* TASK DESCRIPTION: Rewrite the lines below as a JSON list of strings, one string per line, leaving out any blank lines.

* MATERIAL PROVIDED:
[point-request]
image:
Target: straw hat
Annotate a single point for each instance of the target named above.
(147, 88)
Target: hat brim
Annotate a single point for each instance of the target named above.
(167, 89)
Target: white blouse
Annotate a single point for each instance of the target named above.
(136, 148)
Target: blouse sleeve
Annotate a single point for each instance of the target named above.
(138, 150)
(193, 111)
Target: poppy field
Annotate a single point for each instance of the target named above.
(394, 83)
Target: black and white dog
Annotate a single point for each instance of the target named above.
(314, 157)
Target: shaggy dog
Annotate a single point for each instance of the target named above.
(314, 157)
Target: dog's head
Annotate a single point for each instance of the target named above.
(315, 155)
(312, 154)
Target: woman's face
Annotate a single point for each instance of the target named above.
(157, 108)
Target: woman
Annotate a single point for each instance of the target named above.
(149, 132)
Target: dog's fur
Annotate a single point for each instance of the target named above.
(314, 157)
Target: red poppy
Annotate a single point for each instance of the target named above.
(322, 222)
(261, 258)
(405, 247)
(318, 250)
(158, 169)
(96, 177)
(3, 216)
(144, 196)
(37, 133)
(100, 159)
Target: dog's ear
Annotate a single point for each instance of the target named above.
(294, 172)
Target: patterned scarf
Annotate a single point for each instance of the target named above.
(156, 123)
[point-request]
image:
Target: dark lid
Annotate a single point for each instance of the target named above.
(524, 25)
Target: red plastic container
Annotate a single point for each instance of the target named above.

* TASK OUTPUT:
[
  "[point-request]",
  "image:",
  "Target: straw hat",
  "Annotate a single point for each instance of the target named above.",
  "(147, 88)",
  "Target: hat brim",
  "Annotate a single point for each instance of the target named above.",
  "(167, 89)",
  "Target: white blouse",
  "Annotate a single point for each instance of the target named above.",
  "(136, 148)",
  "Target: blouse sleeve",
  "Annotate a single point for each instance of the target named above.",
  "(138, 150)",
  "(193, 111)",
  "Target: poppy field",
  "Annotate a single point for each instance of the target named above.",
  "(394, 83)",
  "Target: black and white dog",
  "Annotate a single point for each instance of the target named above.",
  "(314, 157)",
  "Target: shaggy dog",
  "Annotate a single point for each instance of the target named above.",
  "(314, 157)",
  "Target: dog's head",
  "Annotate a single point for each instance of the target named above.",
  "(315, 155)",
  "(312, 154)",
  "Target: woman's face",
  "Annotate a single point for each instance of the target named above.",
  "(157, 108)",
  "Target: woman",
  "Annotate a single point for each instance of the target named above.",
  "(149, 132)",
  "Target: dog's fur",
  "Annotate a single point for each instance of the target named above.",
  "(314, 157)",
  "Target: red poppy",
  "Annotate a single point for each instance of the target named above.",
  "(322, 222)",
  "(261, 258)",
  "(405, 247)",
  "(318, 250)",
  "(158, 169)",
  "(96, 177)",
  "(3, 216)",
  "(144, 196)",
  "(37, 133)",
  "(100, 159)",
  "Target: dog's ear",
  "Annotate a single point for each instance of the target named above.",
  "(294, 172)",
  "Target: patterned scarf",
  "Annotate a single point for each instance of the target named above.",
  "(156, 123)",
  "[point-request]",
  "image:",
  "Target: dark lid",
  "Annotate a single point for each instance of the target named above.",
  "(524, 25)",
  "Target: red plastic container",
  "Annotate a single point for each instance of the target named above."
]